» WHAT YOU NEED TO DO: From the entries below, please gather each line containing the string "pixel".

SOURCE MATERIAL section start

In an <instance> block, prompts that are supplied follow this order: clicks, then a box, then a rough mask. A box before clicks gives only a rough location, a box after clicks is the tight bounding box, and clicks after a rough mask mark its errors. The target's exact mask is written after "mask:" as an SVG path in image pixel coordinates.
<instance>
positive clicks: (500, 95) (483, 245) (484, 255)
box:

SOURCE MATERIAL section end
SOURCE MATERIAL section start

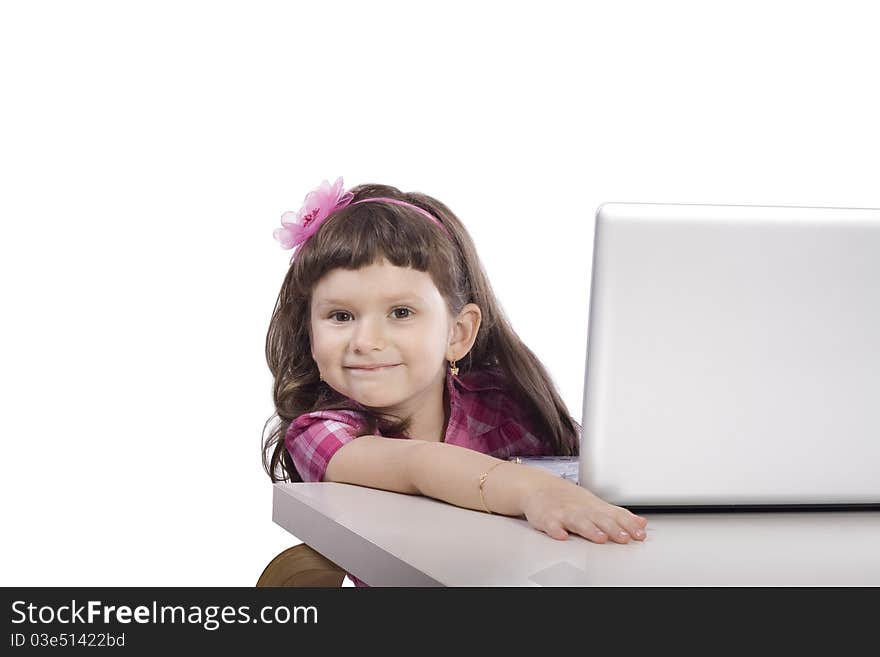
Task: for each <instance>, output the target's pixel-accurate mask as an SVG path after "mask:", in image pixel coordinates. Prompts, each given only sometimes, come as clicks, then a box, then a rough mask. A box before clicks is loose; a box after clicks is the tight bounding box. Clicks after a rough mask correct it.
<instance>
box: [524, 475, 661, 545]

SOURCE MATERIAL section end

» OUTPUT BELOW:
In an <instance> block, prompts that are supplied follow this order: clicks, then a box, then a rough mask. A box before clicks gives only a rough location, a box after clicks is the tight bounding box, and clicks after a rough mask mark its errors. The target's exact mask is written after "mask:" as an SVG path in image pixel coordinates.
Task: for each <instance>, output the target's pixel-accurate mask as an SVG path after "mask:", in image pixel coordinates. Prompts, each given only sometimes, come as clicks, then a box, then a rough mask. A box before clicks is loose; a box after clicks is the tight bounding box. Clicks after a rough mask correct it.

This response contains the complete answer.